### 작업 자료 ###
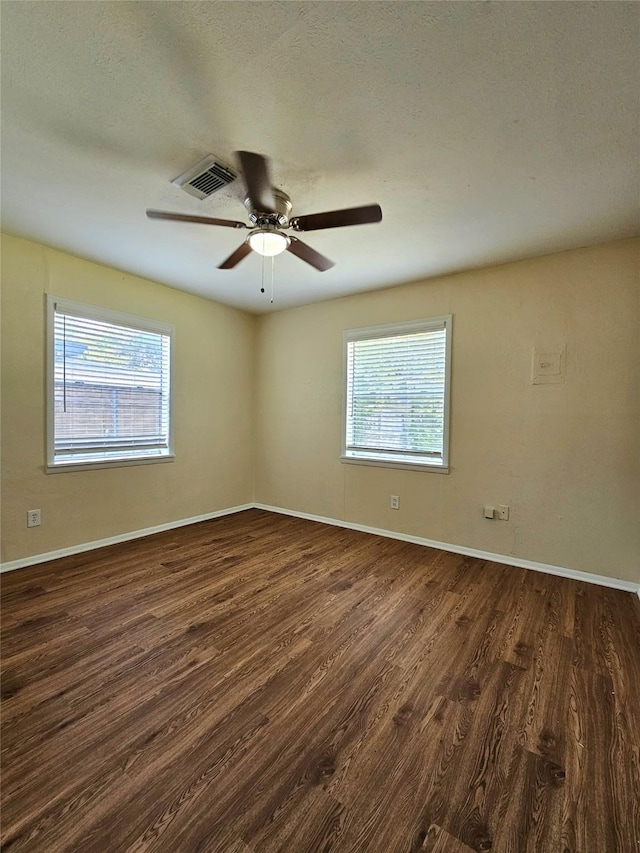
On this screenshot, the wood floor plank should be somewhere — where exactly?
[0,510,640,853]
###
### 작업 자료 ###
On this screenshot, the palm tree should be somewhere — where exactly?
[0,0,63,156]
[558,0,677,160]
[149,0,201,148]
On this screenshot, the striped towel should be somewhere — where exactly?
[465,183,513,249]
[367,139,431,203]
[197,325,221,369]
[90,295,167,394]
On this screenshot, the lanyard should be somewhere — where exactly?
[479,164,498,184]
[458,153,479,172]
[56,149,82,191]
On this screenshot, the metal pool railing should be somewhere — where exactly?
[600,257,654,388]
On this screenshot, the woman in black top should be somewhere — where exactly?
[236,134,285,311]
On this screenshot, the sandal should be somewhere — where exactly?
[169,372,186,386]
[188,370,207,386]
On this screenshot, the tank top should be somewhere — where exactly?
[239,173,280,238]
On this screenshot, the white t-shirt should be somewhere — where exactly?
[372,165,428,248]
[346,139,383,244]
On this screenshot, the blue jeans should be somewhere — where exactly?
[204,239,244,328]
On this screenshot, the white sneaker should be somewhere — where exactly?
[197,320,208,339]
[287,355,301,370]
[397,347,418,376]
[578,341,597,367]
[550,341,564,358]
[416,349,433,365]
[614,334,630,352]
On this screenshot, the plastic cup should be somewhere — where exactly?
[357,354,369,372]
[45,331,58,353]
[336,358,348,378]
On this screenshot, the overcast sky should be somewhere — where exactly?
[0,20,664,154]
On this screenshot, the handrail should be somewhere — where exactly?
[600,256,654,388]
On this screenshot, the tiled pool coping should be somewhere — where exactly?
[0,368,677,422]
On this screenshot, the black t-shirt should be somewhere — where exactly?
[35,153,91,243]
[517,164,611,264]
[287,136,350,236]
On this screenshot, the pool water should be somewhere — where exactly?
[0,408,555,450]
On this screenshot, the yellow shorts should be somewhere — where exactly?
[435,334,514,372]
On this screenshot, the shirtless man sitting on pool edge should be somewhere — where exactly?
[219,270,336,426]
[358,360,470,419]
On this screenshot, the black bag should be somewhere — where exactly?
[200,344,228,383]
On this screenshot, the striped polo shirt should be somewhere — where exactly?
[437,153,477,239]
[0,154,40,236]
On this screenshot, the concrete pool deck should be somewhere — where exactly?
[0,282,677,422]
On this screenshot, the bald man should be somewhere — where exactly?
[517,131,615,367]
###
### 작업 자료 ###
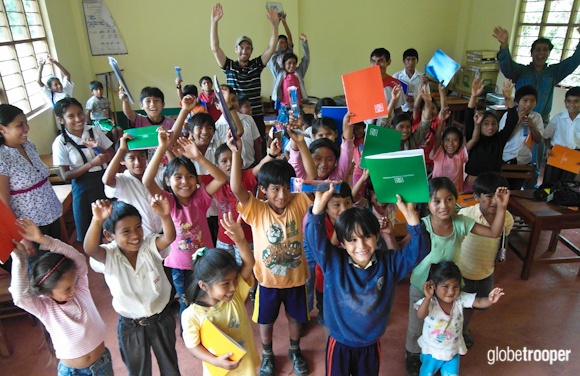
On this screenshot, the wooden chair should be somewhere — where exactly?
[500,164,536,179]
###
과제 지시문
"On this screenshot, the shirtless" 문구가 들어 있는 줄로 시작해 "[200,344,228,383]" 문구가 들어 있는 줄로 끝나는 부분만, 양 끝 줄을 포함해 다시 쓰세요. 이때 "black bag" 표현을 "brown bag" 표현으로 수정하고 나머지는 그대로 두세요.

전체 응답
On this screenshot, the shirtless man sitting on pool edge should be somewhere — where exactly?
[219,270,336,426]
[358,360,470,419]
On this screenshot, the brown bag should be somewhere — where exactly?
[200,344,228,383]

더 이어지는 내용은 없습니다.